What this task involves: Extract every line of the records below that contains the string "truck". Matching is case-sensitive.

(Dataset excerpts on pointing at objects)
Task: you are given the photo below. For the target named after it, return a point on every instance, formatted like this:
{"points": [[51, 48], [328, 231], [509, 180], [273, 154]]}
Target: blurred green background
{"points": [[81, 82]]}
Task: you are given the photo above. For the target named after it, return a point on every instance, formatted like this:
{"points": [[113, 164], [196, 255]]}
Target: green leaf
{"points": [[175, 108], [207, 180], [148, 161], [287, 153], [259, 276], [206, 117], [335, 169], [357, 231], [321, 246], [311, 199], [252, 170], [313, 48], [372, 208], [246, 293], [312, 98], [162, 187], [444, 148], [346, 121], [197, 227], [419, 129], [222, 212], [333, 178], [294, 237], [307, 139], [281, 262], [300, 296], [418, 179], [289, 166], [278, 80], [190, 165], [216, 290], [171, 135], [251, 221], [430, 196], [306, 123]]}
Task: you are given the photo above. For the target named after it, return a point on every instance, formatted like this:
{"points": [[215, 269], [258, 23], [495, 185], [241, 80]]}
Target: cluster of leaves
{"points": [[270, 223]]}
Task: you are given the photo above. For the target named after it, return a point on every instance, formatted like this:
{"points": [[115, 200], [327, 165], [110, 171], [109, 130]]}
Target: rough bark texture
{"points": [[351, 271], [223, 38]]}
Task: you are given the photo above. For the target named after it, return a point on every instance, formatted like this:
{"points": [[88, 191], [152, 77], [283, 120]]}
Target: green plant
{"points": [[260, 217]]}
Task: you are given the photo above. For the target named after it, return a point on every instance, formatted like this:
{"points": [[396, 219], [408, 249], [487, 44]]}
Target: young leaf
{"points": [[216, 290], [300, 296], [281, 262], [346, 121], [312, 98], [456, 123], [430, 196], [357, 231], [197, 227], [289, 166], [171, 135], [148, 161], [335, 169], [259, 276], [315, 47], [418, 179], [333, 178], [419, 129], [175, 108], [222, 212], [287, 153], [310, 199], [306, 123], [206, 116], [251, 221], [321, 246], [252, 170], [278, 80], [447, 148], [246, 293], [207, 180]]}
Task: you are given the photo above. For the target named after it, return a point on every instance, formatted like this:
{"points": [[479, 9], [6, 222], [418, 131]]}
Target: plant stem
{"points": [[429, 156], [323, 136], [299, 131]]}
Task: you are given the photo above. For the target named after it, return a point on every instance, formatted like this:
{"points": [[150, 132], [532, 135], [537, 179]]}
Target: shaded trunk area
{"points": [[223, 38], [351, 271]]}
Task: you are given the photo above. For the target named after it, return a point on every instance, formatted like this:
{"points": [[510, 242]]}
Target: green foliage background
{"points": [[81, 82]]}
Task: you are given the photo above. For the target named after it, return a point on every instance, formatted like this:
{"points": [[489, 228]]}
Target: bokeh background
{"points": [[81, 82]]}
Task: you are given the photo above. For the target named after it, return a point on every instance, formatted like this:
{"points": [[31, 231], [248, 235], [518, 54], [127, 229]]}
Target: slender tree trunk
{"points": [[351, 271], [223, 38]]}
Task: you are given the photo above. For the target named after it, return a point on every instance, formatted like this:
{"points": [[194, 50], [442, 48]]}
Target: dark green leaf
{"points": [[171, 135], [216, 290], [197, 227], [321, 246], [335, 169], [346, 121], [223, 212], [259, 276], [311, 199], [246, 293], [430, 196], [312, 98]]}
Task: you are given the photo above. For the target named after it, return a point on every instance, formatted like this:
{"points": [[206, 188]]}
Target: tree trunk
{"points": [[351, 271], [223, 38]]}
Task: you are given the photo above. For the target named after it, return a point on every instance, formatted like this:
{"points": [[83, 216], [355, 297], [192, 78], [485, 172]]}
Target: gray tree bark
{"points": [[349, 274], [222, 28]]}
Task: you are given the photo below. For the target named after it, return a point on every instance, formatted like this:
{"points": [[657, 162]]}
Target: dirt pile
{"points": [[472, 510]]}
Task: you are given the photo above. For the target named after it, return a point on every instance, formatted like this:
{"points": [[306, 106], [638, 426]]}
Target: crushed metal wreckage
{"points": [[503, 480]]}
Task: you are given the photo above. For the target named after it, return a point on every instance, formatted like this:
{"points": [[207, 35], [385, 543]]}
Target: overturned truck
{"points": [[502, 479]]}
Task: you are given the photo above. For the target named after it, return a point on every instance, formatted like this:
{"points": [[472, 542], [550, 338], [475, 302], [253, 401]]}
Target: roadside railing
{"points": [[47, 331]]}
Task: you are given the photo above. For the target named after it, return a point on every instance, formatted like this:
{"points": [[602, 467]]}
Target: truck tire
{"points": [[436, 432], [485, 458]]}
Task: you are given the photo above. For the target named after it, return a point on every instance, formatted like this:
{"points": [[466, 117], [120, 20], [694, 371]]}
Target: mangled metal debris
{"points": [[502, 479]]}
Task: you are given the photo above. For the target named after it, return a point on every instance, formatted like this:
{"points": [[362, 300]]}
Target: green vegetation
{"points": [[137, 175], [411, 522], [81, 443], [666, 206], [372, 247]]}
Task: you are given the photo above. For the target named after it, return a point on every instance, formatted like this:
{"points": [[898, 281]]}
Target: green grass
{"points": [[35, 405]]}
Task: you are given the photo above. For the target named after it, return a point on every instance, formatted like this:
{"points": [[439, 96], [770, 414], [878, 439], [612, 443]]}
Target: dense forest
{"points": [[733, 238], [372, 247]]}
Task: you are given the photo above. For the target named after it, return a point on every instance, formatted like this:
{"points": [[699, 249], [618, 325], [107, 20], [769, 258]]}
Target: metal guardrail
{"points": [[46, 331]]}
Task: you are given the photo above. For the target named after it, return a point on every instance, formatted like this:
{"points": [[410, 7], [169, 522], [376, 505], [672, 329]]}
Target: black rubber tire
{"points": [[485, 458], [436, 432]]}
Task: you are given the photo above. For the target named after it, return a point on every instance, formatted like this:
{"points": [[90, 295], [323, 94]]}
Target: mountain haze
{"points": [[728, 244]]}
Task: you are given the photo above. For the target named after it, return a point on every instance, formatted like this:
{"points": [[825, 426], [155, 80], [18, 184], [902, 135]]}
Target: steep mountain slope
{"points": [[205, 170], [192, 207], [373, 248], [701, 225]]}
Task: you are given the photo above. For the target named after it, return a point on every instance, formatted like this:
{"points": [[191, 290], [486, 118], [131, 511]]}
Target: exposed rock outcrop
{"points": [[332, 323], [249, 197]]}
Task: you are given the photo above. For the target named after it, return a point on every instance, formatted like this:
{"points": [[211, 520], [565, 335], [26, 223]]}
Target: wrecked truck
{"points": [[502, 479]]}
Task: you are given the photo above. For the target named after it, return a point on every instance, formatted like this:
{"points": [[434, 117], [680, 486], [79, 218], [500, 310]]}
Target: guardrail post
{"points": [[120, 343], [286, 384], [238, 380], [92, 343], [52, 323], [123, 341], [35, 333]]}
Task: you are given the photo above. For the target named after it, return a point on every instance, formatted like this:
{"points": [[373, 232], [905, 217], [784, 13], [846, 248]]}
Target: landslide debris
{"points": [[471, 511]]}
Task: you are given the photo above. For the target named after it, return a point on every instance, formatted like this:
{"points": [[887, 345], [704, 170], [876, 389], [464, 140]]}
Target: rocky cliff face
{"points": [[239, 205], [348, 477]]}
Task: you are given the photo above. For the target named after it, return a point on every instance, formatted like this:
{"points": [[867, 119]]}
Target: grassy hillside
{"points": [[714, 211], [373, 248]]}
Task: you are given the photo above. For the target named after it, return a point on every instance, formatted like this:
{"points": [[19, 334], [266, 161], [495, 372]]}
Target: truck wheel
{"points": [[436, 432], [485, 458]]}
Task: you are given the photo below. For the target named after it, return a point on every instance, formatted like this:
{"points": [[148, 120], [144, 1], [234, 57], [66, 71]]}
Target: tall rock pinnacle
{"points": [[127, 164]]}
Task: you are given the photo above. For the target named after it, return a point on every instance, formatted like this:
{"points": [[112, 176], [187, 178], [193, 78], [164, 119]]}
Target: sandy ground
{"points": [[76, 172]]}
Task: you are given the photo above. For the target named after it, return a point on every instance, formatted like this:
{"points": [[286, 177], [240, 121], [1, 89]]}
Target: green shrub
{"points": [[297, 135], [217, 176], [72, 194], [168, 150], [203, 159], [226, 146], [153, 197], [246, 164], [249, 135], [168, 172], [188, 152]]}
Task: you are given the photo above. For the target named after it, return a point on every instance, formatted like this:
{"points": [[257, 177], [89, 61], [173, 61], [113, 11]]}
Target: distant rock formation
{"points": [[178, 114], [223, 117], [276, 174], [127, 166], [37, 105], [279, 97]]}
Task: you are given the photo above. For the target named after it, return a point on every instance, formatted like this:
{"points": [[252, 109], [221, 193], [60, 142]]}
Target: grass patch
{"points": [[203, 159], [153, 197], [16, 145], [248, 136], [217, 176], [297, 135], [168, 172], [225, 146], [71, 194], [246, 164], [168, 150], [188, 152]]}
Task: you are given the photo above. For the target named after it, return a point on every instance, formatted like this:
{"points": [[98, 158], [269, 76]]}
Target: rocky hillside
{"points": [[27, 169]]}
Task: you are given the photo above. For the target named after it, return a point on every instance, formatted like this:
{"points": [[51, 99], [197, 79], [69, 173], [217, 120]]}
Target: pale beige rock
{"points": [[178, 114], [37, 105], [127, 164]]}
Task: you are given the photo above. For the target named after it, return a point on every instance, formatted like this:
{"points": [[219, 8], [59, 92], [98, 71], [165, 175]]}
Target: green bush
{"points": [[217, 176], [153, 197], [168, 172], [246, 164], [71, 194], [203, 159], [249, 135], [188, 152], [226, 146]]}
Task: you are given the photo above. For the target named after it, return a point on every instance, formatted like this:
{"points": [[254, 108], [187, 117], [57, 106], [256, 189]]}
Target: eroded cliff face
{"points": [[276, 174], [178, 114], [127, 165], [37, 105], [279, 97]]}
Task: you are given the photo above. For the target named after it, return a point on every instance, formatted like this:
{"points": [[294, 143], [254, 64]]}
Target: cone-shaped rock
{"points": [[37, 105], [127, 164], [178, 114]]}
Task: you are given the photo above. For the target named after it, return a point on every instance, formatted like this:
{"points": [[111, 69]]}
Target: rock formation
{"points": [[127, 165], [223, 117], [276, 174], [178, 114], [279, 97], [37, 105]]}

Solution below:
Target: overturned truck
Target: truck tire
Target: wrecked truck
Target: truck wheel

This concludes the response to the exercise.